• _DATA LISTING_:
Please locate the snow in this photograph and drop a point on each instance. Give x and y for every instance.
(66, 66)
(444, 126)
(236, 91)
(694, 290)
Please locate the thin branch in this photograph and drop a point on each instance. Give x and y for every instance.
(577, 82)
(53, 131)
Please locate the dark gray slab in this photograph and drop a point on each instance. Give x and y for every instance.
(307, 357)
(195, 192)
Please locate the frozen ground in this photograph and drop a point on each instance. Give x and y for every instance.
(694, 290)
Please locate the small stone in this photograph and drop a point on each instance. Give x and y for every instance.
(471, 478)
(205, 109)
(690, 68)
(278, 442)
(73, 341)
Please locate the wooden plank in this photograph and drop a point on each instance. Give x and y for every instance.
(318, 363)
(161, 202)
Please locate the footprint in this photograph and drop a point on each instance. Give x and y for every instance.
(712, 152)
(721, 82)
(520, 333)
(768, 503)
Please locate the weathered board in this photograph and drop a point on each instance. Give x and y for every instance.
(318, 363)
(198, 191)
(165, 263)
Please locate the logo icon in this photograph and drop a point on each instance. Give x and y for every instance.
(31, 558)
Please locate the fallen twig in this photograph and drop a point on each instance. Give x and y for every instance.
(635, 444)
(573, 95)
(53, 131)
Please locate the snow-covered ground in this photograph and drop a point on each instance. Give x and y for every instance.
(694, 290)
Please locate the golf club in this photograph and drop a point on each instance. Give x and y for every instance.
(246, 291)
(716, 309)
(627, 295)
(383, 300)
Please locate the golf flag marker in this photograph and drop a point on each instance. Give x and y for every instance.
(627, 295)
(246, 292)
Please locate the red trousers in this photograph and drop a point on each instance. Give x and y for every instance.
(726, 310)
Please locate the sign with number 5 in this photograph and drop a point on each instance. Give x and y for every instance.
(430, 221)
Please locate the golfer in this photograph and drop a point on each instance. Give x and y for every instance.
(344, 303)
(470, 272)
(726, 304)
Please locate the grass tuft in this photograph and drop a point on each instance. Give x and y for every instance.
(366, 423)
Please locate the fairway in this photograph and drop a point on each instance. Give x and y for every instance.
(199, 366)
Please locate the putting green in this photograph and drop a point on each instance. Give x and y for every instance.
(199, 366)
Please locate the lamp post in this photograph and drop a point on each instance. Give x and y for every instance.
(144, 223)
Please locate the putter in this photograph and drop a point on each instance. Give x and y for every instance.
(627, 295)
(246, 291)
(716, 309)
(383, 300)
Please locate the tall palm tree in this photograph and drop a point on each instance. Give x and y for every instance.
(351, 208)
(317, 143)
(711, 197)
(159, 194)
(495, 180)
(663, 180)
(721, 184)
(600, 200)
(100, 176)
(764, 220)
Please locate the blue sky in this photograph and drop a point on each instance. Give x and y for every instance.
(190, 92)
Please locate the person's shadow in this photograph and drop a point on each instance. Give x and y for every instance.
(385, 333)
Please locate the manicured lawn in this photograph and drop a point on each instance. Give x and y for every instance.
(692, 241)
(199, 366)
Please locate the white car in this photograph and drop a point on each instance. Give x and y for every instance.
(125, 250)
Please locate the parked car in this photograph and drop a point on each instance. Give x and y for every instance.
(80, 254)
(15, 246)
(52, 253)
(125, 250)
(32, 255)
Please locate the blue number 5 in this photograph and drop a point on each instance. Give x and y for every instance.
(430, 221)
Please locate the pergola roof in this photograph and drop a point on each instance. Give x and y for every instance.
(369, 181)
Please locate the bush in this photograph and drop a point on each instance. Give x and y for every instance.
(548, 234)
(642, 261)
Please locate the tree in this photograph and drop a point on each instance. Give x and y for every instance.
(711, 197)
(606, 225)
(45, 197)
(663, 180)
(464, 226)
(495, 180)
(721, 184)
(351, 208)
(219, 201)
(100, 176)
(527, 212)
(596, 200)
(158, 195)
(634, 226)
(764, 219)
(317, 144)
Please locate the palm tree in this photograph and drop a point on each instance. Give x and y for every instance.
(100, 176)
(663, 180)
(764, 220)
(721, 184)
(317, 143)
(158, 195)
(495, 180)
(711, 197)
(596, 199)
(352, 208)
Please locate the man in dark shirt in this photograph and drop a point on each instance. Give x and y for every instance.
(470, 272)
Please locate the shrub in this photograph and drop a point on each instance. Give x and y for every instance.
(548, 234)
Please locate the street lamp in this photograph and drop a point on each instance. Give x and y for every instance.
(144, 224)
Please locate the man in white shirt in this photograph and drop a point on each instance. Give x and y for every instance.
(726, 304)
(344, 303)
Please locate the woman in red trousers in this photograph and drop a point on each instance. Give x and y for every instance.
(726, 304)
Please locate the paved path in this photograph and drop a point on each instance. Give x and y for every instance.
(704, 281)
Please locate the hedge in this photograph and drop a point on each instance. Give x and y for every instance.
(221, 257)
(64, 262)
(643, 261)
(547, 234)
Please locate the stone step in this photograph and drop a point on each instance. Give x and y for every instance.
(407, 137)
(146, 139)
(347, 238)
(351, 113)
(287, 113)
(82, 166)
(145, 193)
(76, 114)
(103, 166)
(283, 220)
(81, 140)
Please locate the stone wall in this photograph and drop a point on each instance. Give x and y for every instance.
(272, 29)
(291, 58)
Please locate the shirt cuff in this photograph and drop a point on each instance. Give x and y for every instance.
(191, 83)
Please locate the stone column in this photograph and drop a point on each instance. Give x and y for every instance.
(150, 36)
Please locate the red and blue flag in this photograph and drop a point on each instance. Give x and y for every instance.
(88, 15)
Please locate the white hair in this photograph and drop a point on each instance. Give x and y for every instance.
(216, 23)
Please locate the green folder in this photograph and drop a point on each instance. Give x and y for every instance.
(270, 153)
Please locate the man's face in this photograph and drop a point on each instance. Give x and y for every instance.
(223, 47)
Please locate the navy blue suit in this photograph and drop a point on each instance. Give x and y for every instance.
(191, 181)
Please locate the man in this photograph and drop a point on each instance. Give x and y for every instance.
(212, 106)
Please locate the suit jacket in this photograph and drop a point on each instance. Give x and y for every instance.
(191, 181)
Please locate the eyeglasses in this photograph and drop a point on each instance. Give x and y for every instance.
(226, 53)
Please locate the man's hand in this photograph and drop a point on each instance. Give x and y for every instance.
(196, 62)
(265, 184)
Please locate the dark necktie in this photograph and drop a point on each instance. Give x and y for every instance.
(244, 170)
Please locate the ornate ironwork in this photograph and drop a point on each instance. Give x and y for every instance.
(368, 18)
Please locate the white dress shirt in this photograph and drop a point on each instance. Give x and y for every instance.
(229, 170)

• _WHAT THE TASK REQUIRES_: Repeat the material exactly. Every line should match.

• _REPLY_:
Please locate the snow in this photograph and drop a point on each instance. Give x and y for every instance.
(66, 66)
(444, 126)
(236, 91)
(694, 290)
Please locate the thin branch in this photograph and drop a point on each instance. Give x and y for every instance.
(577, 82)
(53, 131)
Please locate the dark gray slab in this photograph and drop a point on each instance. Give x and y for every instance.
(307, 357)
(195, 192)
Please locate the frozen ground in this photograph and drop a point on each instance. Give x and y for every instance.
(694, 290)
Please locate the small stone in this photograph and drop a point on each instance. Give x and y for every instance.
(471, 478)
(205, 109)
(690, 68)
(278, 442)
(73, 341)
Please locate the wooden plank in this photograph and drop a point on each instance. Give x and y for every instance.
(318, 363)
(161, 202)
Please locate the footprint in this photograph and drop a point on each instance. Give x and y for every instance.
(712, 152)
(721, 82)
(520, 333)
(768, 503)
Please locate the weathered board in this photograph and drop a point on each instance. Give x and y for every instance.
(318, 363)
(198, 191)
(165, 263)
Please locate the logo icon in this photograph and drop a point on each instance. Give x and y for every instance.
(31, 558)
Please locate the fallen twig in this photograph and drop a point on each instance. Give x and y for every instance.
(635, 444)
(573, 95)
(53, 131)
Please locate the snow-covered ground in this photograph and drop a point on each instance. Give x and y for every instance.
(694, 290)
Please locate the golf club in this photograph and drop a point on each instance. Give x and y for every instance.
(246, 291)
(716, 309)
(627, 295)
(383, 300)
Please locate the golf flag marker in this photograph and drop a point on each instance. Give x and y for every instance.
(627, 295)
(246, 292)
Please locate the red trousers in this photograph and drop a point on each instance. Give x and y for every instance.
(726, 310)
Please locate the sign with number 5 in this photograph and drop a point on each instance. Give x and y for every instance.
(430, 221)
Please locate the golfer in this photograph and drop a point on each instance. Give x and y for every instance.
(344, 303)
(470, 272)
(726, 304)
Please locate the grass tuft in this photograph and drop a point on each instance. Give x and y for every instance.
(366, 423)
Please locate the fairway in this photograph and drop a point on each instance. Give x and y for every instance.
(199, 366)
Please locate the putting green in this photograph and drop a point on each instance. Give x and y for every instance.
(199, 366)
Please locate the lamp post in this photograph and drop a point on each instance. Give x and y for every instance.
(144, 223)
Please locate the putter in this photograph and drop a point on each instance. Give x and y for every instance.
(627, 295)
(246, 291)
(716, 309)
(383, 300)
Please locate the tall palm tree in this photograph and drop a point on each instance. Give x and y for every instance.
(351, 208)
(317, 143)
(711, 197)
(159, 194)
(495, 180)
(663, 180)
(721, 184)
(600, 200)
(100, 176)
(764, 220)
Please locate the blue sky in this photograph and drop a point on each instance. Give x and y for every instance.
(190, 92)
Please locate the person's shadow in this photograph and drop a point on each instance. Give x and y for every instance.
(385, 333)
Please locate the manicured lawn in this photograph and drop a point on each instance. Give x and y for every instance.
(692, 241)
(199, 366)
Please locate the white car in this photograph and drop a point on each instance. Give x and y for every instance.
(125, 250)
Please locate the parked car in this photograph and drop a point on each instance. Give x and y for every instance.
(80, 254)
(15, 246)
(52, 253)
(125, 250)
(32, 255)
Please locate the blue number 5 in this photograph and drop a point on each instance. Give x and y for every instance.
(430, 221)
Please locate the pergola roof in this photograph and drop a point on each instance. Give x and y for every instance.
(369, 181)
Please locate the bush in this photograph and drop a point on each instance. Give x and y for every instance.
(548, 234)
(642, 261)
Please locate the tree in this photograph and drop a point on each instance. Give x and y for every instance.
(711, 197)
(606, 225)
(45, 197)
(663, 180)
(464, 226)
(495, 180)
(721, 184)
(351, 208)
(219, 201)
(100, 176)
(527, 212)
(596, 200)
(158, 195)
(634, 226)
(764, 219)
(317, 144)
Please locate the palm tree in this photograph and drop a point on each instance. Give x and y for every instance.
(100, 176)
(663, 180)
(764, 220)
(721, 184)
(317, 143)
(158, 195)
(495, 180)
(711, 197)
(596, 199)
(352, 208)
Please locate the man in dark shirt in this photograph and drop a point on each instance. Give x and y for every instance.
(470, 272)
Please locate the shrub in this photograph and drop a point on each instance. Give x and y for every instance.
(548, 234)
Please locate the street lamp in this photograph and drop a point on each instance. Give x and y for every instance.
(144, 224)
Please locate the man in white shirt in this photograph and drop a point on each instance. Give x and y for every instance.
(726, 304)
(344, 303)
Please locate the woman in red trousers in this photograph and drop a point on each instance. Give x and y for every instance.
(726, 304)
Please locate the paved path in this photograph and drop a point on each instance. Give x and y for every instance.
(704, 281)
Please locate the hedge in this photograph and drop a point on each instance. Give x and y for every instance.
(221, 257)
(64, 262)
(643, 261)
(547, 234)
Please locate the stone step in this photograph and drop a point on each instance. Give x and y for every instance.
(407, 137)
(146, 139)
(347, 238)
(351, 113)
(287, 113)
(82, 166)
(145, 193)
(76, 114)
(103, 166)
(283, 220)
(81, 140)
Please locate the stone wall in this photograph and drop a point on each instance. Give x and y for every instance.
(272, 29)
(291, 58)
Please locate the shirt cuff in this photograph and drop a point on each instance. Give x and y for every instance.
(191, 83)
Please locate the stone column in this photograph and drop a point on each instance. Give x and y for every instance.
(150, 36)
Please locate the red and blue flag in this photograph and drop a point on each instance. Give x and y for every instance.
(88, 15)
Please locate the white hair in this photograph and drop a point on each instance. Give x and y for every instance.
(216, 23)
Please locate the green folder in this photograph and drop a point on each instance. Give x and y for every instance.
(270, 153)
Please locate the man's face in this photograph and drop a point on each instance. Give x and y for every instance.
(223, 47)
Please locate the navy blue suit in this photograph and drop a point on each instance. Give x and y for every instance.
(191, 181)
Please locate the man in this photograph and drop a point on each instance. Give x and y for every instance.
(212, 106)
Please locate the suit jacket in this photograph and drop a point on each instance. Give x and y for every instance.
(191, 181)
Please locate the eyeglasses in this photograph and drop a point on each instance. Give x and y for every instance.
(226, 53)
Please locate the man's hand in this photograph and drop a point on each instance. Give x and y for every instance.
(196, 62)
(265, 184)
Please locate the dark necktie in this photograph and drop a point on each instance. Give x and y for every instance.
(244, 170)
Please locate the ornate ironwork in this photograph and drop a point on each instance. Give x and y for every instance.
(368, 18)
Please locate the white dress shirt in this photograph and drop a point on each instance. Give x and y for every instance.
(229, 170)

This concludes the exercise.